--- begin The data ---

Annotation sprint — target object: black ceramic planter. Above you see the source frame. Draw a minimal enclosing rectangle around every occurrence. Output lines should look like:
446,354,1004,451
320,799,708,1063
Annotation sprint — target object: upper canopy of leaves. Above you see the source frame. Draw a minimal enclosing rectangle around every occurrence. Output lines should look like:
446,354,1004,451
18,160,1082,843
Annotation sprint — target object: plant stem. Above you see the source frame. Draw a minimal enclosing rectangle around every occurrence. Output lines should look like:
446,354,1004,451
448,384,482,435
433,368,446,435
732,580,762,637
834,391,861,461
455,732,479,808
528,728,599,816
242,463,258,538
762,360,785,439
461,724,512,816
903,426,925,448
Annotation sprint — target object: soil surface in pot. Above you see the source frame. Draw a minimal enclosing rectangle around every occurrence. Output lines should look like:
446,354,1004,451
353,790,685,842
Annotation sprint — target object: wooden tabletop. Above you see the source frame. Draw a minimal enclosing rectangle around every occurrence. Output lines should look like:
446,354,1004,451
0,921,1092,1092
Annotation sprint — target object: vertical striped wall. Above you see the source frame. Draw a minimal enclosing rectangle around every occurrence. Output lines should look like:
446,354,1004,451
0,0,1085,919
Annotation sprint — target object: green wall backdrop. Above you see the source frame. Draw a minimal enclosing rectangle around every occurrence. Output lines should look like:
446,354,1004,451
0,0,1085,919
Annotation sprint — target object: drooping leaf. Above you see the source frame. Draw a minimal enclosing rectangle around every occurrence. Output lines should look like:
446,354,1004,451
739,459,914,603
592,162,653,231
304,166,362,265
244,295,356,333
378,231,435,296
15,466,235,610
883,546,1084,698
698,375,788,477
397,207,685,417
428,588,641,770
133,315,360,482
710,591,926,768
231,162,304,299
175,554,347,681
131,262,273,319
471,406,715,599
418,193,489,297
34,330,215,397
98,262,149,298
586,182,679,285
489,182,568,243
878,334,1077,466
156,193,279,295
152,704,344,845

--- end The data ---

Copy all of the entries above word for word, with nothing changed or left out.

• Complete answer
Annotation sprint — target object: black ceramic planter. Above you see the source frame. Draw a minimal enclosing rectangle around every occurrence. Output lines should look like:
446,354,1004,451
320,799,708,1063
Annotation sprint — target object: upper canopy of leaves. Above you see the source frame. Draw a minimal enclosing rectangle around every occurrence. Output lines should look like:
446,354,1004,451
18,160,1082,843
Annotation sprint — target object: plant stem. Above you see the source frame. Draw a minimal enclosing rectangle around every occurrence. Output lines should look like:
446,354,1004,451
448,384,482,435
433,368,446,435
732,580,762,637
834,391,861,461
455,732,479,808
528,728,599,816
242,463,258,538
762,360,785,439
461,724,512,816
903,426,925,448
Annotation sprint — target object: soil surface in pot. Above you see the source frame. Draw a minimal enclosing rectangle around every occurrence. Output lines should look like:
446,354,1004,451
353,790,685,842
Annotation sprint — target object: wooden tabletop. Above you see the source frame. Draw a minimal enclosing rectangle around every occurrence. Output lines should look like:
446,354,1004,451
0,921,1092,1092
Annotation sprint — target object: vertical striped wall. Above you see the source frame. Draw a minimal enclosing rectangle around every occurrence. Output lines should look like:
446,354,1004,451
0,0,1085,919
Annotation sprint — target object: green wall backdrop. Above you see the source frame. Draw a minimal enclosing rectangle around every occurrence. Output lines should look like:
446,354,1004,451
0,0,1085,919
Annotation sprint — target object: drooping leaf. Above you see the source frame. Draw a minimal enclosing rectangle around every occurrence. Output lines should look like:
446,354,1004,451
739,459,914,603
592,162,653,231
304,166,362,265
244,295,356,333
378,231,435,296
15,466,235,610
883,546,1084,698
698,375,788,477
397,207,685,417
428,588,641,770
133,315,360,482
710,591,926,768
231,162,304,299
175,554,347,681
131,262,273,319
471,406,715,599
418,193,489,297
34,330,215,397
98,262,149,298
586,182,679,285
489,182,568,243
878,334,1077,466
156,193,279,295
152,704,344,845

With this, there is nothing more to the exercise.